Every record below should be printed exactly as given.
------------------------
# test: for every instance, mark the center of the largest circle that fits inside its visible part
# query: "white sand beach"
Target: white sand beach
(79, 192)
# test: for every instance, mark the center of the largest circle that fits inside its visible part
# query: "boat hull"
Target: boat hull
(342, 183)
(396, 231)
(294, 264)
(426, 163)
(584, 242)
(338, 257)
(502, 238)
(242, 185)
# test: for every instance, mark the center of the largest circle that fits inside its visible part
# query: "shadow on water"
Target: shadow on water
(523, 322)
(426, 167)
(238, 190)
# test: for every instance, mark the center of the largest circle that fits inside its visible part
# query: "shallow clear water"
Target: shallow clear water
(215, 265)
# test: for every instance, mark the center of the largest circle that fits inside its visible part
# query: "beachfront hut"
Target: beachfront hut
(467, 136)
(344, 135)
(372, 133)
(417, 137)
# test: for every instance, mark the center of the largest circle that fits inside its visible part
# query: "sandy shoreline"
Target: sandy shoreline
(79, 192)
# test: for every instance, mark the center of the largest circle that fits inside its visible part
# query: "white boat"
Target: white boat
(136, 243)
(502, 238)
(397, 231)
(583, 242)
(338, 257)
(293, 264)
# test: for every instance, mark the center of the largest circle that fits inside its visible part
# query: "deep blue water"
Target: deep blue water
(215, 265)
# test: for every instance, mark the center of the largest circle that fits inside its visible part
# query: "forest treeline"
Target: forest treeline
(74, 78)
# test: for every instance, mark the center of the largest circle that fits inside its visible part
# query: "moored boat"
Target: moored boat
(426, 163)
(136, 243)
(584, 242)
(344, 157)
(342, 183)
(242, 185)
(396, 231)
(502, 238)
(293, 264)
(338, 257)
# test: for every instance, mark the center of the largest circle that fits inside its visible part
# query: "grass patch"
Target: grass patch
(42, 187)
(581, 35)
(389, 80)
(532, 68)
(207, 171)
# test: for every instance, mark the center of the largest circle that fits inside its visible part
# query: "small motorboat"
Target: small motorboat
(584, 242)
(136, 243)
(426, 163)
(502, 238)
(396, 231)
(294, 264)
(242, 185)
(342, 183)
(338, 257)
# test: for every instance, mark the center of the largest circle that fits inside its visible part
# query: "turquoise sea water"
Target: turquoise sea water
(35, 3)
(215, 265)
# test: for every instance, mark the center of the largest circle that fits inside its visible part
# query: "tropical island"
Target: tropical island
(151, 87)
------------------------
== THE ANSWER ==
# test: for every instance, mark the center of the largest circle that fits inside its visible part
# query: "white sand beach"
Target: white sand beach
(79, 192)
# test: for every instance, mark the center of the largest circle that fits inside its visible part
# query: "boat hull"
Target: boat hull
(342, 183)
(396, 231)
(294, 264)
(426, 163)
(584, 242)
(338, 257)
(502, 238)
(242, 185)
# test: for every instance, mark the center of the largest circle that fits inside its visible part
# query: "shadow on water"
Target: shadow on water
(523, 322)
(426, 167)
(238, 190)
# test: for every instance, mark the center of the largest circle that fits inside its visible part
# query: "shallow clear water"
Target: shallow clear water
(215, 265)
# test: for every instance, mark the center of the largest circle that fits inside its visible part
# query: "beachfront hut"
Target: beachfront hut
(467, 136)
(344, 135)
(372, 133)
(417, 137)
# test: for every instance, mark the center of the largest circle that fits inside its visible part
# query: "sandy shoreline"
Target: sandy shoreline
(79, 192)
# test: for every instance, mark the center of the largest circle that fits inside its visible part
# query: "white boat"
Target: white boat
(136, 243)
(502, 238)
(397, 231)
(583, 242)
(338, 257)
(293, 264)
# test: for every instance, mark the center of the largest circle that fits inside its visible part
# query: "deep blue water"
Target: deep blue water
(215, 265)
# test: for every instance, mark the center of the largest circle that fits inside its visible part
# query: "forest treeline"
Target: forest treeline
(74, 78)
# test: for every instance, mark the center of the largest circle that fits inside its visible part
# query: "moored boat"
Target: moored boat
(426, 163)
(136, 243)
(584, 242)
(344, 157)
(342, 183)
(242, 185)
(396, 231)
(502, 238)
(293, 264)
(338, 257)
# test: for every instance, mark the center of the largest circle that fits inside its visible part
# query: "grass patch"
Target: grass patch
(42, 187)
(581, 35)
(389, 80)
(532, 68)
(207, 171)
# test: for every instance, mark the center of the largest circle that fits inside its visible part
# query: "small motorboat"
Target: small motorboat
(584, 242)
(136, 243)
(426, 163)
(502, 238)
(396, 231)
(294, 264)
(242, 185)
(342, 183)
(338, 257)
# test: for every instance, mark the center of the largest circle that fits inside its visible part
# query: "turquoise sea water"
Target: turquoise sea water
(35, 3)
(215, 265)
# test: for every instance, mark the center of the largest circle that fits inside its visible part
# query: "tropical island"
Target: tropical island
(151, 87)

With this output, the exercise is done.